Make an exact transcription of the material, leaving out all images.
** Start Dataset **
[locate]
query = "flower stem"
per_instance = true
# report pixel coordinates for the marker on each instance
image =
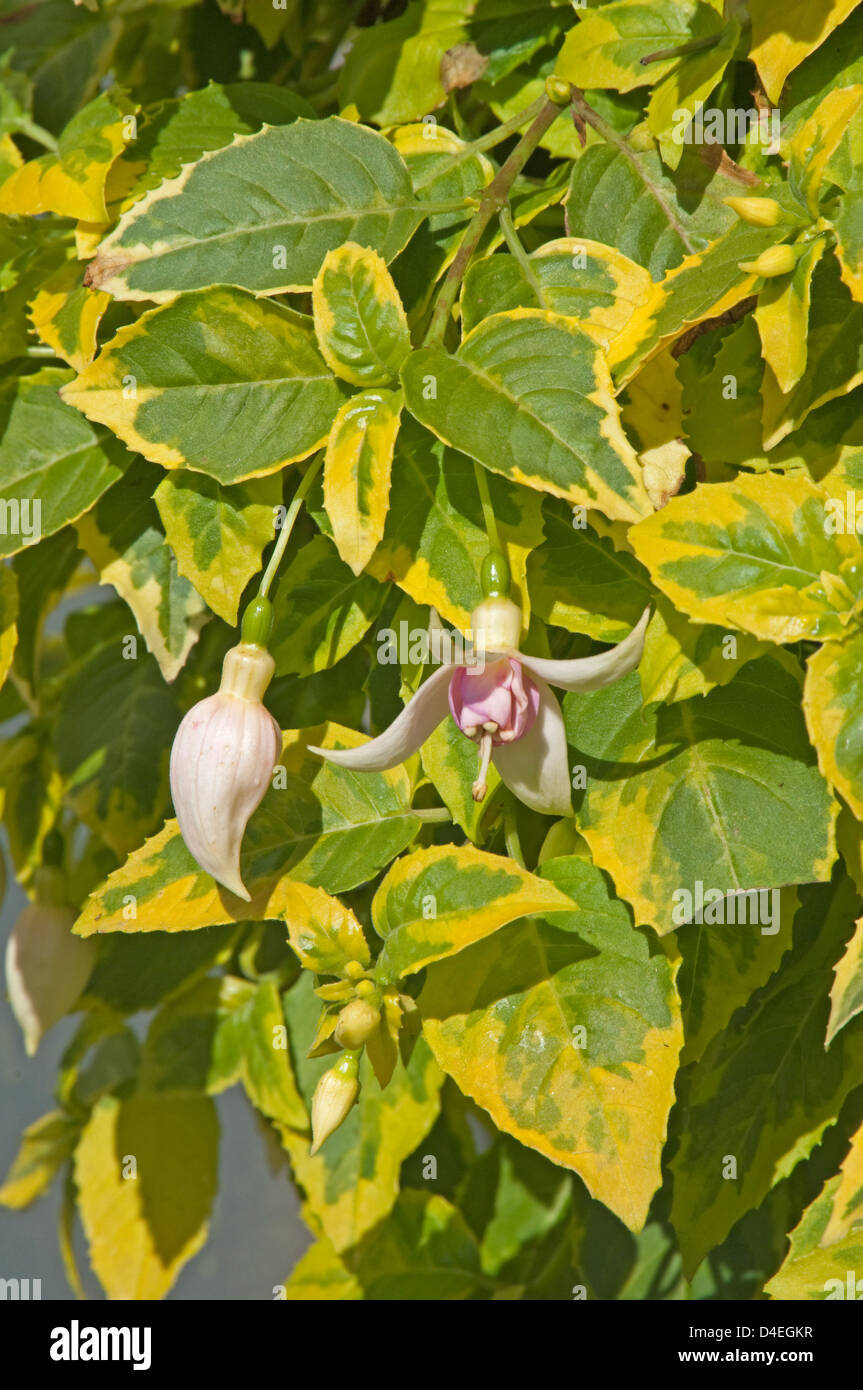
(510, 236)
(293, 510)
(681, 50)
(482, 142)
(623, 146)
(492, 199)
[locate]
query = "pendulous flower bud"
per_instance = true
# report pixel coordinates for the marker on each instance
(496, 626)
(221, 762)
(357, 1022)
(46, 969)
(332, 1098)
(776, 260)
(756, 211)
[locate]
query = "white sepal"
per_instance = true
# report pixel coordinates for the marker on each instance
(591, 673)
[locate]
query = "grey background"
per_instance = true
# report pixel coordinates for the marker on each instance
(256, 1230)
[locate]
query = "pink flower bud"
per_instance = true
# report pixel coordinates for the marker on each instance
(221, 762)
(46, 969)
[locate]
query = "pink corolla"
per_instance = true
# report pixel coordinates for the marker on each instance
(505, 705)
(221, 763)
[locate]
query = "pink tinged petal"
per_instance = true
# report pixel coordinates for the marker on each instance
(589, 673)
(535, 767)
(407, 731)
(221, 762)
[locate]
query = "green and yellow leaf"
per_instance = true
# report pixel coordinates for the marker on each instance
(142, 1230)
(438, 901)
(567, 1033)
(306, 189)
(125, 542)
(221, 382)
(752, 553)
(528, 395)
(321, 824)
(359, 317)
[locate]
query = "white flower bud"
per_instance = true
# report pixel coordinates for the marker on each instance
(221, 762)
(46, 969)
(332, 1098)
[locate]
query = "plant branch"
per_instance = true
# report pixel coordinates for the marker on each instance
(482, 142)
(512, 239)
(494, 198)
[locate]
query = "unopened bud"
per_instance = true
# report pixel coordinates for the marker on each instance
(332, 1098)
(776, 260)
(357, 1022)
(557, 91)
(46, 969)
(221, 762)
(758, 211)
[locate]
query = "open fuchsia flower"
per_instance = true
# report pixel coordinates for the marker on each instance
(223, 756)
(503, 702)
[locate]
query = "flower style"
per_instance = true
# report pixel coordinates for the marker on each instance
(221, 762)
(505, 705)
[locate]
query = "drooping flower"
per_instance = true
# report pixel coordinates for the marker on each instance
(503, 702)
(221, 762)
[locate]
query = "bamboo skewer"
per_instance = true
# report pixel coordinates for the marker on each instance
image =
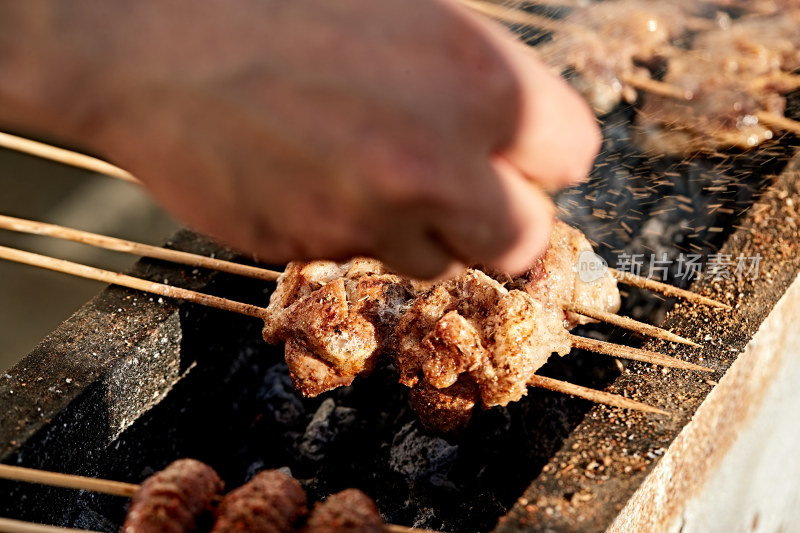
(103, 486)
(607, 398)
(130, 247)
(68, 481)
(518, 16)
(65, 157)
(8, 525)
(635, 354)
(121, 245)
(625, 322)
(123, 280)
(84, 271)
(663, 288)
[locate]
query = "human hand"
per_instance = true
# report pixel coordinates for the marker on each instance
(409, 130)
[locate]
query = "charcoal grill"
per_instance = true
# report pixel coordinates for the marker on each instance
(131, 382)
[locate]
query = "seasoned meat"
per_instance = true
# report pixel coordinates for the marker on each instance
(730, 76)
(271, 502)
(311, 376)
(607, 43)
(349, 511)
(412, 328)
(520, 335)
(453, 347)
(556, 278)
(445, 411)
(336, 319)
(172, 500)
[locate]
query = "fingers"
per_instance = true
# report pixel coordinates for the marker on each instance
(509, 240)
(557, 137)
(418, 253)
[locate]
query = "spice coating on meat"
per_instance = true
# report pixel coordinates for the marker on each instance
(555, 277)
(445, 411)
(412, 328)
(170, 501)
(349, 511)
(271, 502)
(520, 335)
(453, 347)
(453, 342)
(472, 324)
(311, 376)
(335, 318)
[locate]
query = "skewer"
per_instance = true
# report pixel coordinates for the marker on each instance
(185, 258)
(8, 525)
(518, 16)
(84, 271)
(66, 157)
(593, 395)
(625, 322)
(663, 288)
(130, 247)
(102, 486)
(658, 87)
(123, 280)
(635, 354)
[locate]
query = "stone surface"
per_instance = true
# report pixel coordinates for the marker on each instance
(612, 453)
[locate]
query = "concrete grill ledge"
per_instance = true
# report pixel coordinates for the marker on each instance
** End Dataset **
■ Answer to the problem:
[locate]
query = "flower stem"
per_instance = true
# report pixel coordinates for the marker on each instance
image =
(510, 236)
(293, 510)
(681, 50)
(482, 142)
(623, 146)
(492, 199)
[locate]
query = "pendulous flower bud"
per_instance = true
# report pixel coordinates for the marker on each instance
(496, 626)
(221, 762)
(357, 1022)
(46, 969)
(332, 1098)
(776, 260)
(756, 211)
[locate]
query = "white sepal"
per_instance = true
# report pixel coordinates for the marker on each instance
(591, 673)
[locate]
query = "grey background"
per_instance = true
# report pixel coordinates for the marker on each instance
(256, 1230)
[locate]
query = "pink flower bud"
per_instance = true
# report pixel coordinates for the marker on each instance
(221, 762)
(46, 969)
[locate]
query = "pink corolla"
per_instance = true
# report pixel coordinates for the marker on each instance
(505, 705)
(221, 763)
[locate]
query = "pink tinged petal"
per_instance = true
# report pixel coordinates for the marker on each instance
(589, 673)
(535, 767)
(407, 731)
(221, 762)
[locate]
query = "green and yellow leaf"
per_instance = true
# report pixel coordinates for the marker on each instance
(142, 1230)
(438, 901)
(567, 1033)
(306, 189)
(125, 542)
(221, 382)
(752, 553)
(528, 395)
(321, 824)
(359, 317)
[locate]
query = "white flower bud"
per_instance = true
# report pixel coordinates for the marker on each instance
(221, 762)
(46, 969)
(332, 1098)
[locate]
query = "plant branch"
per_instance = true
# report pixel coordinates for the marker on each instance
(482, 142)
(512, 239)
(494, 198)
[locate]
query = "unopened bud"
per_instance = true
# report pixel coordinates for the marker on each instance
(332, 1098)
(776, 260)
(357, 1022)
(557, 91)
(46, 969)
(221, 762)
(758, 211)
[locate]
query = "open fuchsia flower"
per_instance = true
# report pixel coordinates for the marker on each instance
(223, 756)
(503, 702)
[locate]
query = "flower style"
per_instance = true
# report pixel coordinates for the marker on each instance
(221, 762)
(505, 705)
[locate]
query = "drooping flower"
per_instance = true
# report pixel coordinates for the marker on each instance
(503, 702)
(221, 762)
[locate]
query = "bamboo skewer"
per_instance = true
# report pixel coordinates for the marker on each instance
image =
(103, 486)
(607, 398)
(130, 247)
(68, 481)
(518, 16)
(65, 157)
(8, 525)
(635, 354)
(121, 245)
(625, 322)
(123, 280)
(84, 271)
(663, 288)
[locate]
query = "human hand"
per_instance = true
# report pixel coordinates for the marker on each instance
(409, 130)
[locate]
query = "charcoal grill"
per_instance = true
# report pixel coordinates for the marker on each instance
(131, 382)
[locate]
query = "seasoned meat"
per_instance = true
# report pixel coordinates for the marker on each instance
(730, 76)
(271, 502)
(311, 376)
(607, 43)
(349, 511)
(412, 328)
(520, 335)
(453, 347)
(556, 278)
(445, 411)
(336, 319)
(172, 500)
[locate]
query = "fingers"
per_instance = true
# report pixel coordinates for the marker on each instance
(509, 240)
(557, 137)
(418, 253)
[locate]
query = "spice coating on meat"
per_instance = true
# report pixel coordinates for the marker on each instance
(555, 277)
(445, 411)
(412, 328)
(170, 501)
(349, 511)
(271, 502)
(520, 335)
(453, 347)
(453, 342)
(472, 324)
(311, 376)
(335, 318)
[locate]
query = "skewer"
per_instance = true
# report pixel coordinates for the marker on each instance
(185, 258)
(8, 525)
(518, 16)
(84, 271)
(66, 157)
(593, 395)
(625, 322)
(663, 288)
(130, 247)
(102, 486)
(658, 87)
(123, 280)
(635, 354)
[locate]
query = "stone surface"
per_instance = true
# report pixel coordinates for the marker on each instance
(612, 453)
[locate]
query = "concrete grill ledge"
per_instance = true
# report pixel coordinates for the marker on each instance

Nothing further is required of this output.